++++ Quoted text
[DRBD-user] Warning: Data Corruption Issue Discovered in DRBD 8.4 and 9.0

Tue Oct 17 17:52:46 CEST 2017

> On Tue, Oct 17, 2017 at 02:46:37PM +0000, Eric Robinson wrote:
> > Guys, I think we have an important new development. Last night I put
> > both nodes into standalone mode and promoted the secondary to primary.
> > This effectively gave me two identical test platforms, running
> > disconnected, both writing through DRBD to the local media on each
> > server. I ran the full TrimTester tool, including the scripts which do
> > periodic TRIM while the test is in progress. Everything went a lot
> > faster because of no network replication. Both servers filled their
> > volumes 24 times without any errors. That's 24TB of disk writing
> > without a single file corruption error.
> >
> > Lars, et. al., this would seem to indicate that the "file corruption"
> > error only occurs when the DRBD nodes are sync'd and replicating.
++++++++
Prompt A | Turn every line of the listing below into a Markdown table with the columns "Row" and "Line", numbering the rows and leaving out blank lines.
The listing that comes next has no connection to the DRBD mailing list post.
++++ Dataset excerpts
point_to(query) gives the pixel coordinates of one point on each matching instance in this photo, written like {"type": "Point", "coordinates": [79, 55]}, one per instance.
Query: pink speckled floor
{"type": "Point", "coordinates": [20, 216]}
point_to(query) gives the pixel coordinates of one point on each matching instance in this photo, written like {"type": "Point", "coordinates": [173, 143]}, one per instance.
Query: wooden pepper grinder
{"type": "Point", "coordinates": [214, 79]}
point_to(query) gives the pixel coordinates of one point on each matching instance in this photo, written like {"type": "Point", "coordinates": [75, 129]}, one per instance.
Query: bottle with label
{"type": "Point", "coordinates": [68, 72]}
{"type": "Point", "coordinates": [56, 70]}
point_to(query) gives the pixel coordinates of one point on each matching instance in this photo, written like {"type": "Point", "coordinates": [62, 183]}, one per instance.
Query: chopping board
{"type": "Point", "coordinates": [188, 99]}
++++++++
Prompt B | In the DRBD mailing list post, how many times did both servers fill their volumes during the disconnected test?

Exercise response A |
| Row | Line |
|---|---|
| 1 | point_to(query) gives the pixel coordinates of one point on each matching instance in this photo, written like {"type": "Point", "coordinates": [79, 55]}, one per instance. |
| 2 | Query: pink speckled floor |
| 3 | {"type": "Point", "coordinates": [20, 216]} |
| 4 | point_to(query) gives the pixel coordinates of one point on each matching instance in this photo, written like {"type": "Point", "coordinates": [173, 143]}, one per instance. |
| 5 | Query: wooden pepper grinder |
| 6 | {"type": "Point", "coordinates": [214, 79]} |
| 7 | point_to(query) gives the pixel coordinates of one point on each matching instance in this photo, written like {"type": "Point", "coordinates": [75, 129]}, one per instance. |
| 8 | Query: bottle with label |
| 9 | {"type": "Point", "coordinates": [68, 72]} |
| 10 | {"type": "Point", "coordinates": [56, 70]} |
| 11 | point_to(query) gives the pixel coordinates of one point on each matching instance in this photo, written like {"type": "Point", "coordinates": [62, 183]}, one per instance. |
| 12 | Query: chopping board |
| 13 | {"type": "Point", "coordinates": [188, 99]} |

Exercise response B | 24 times, without any errors.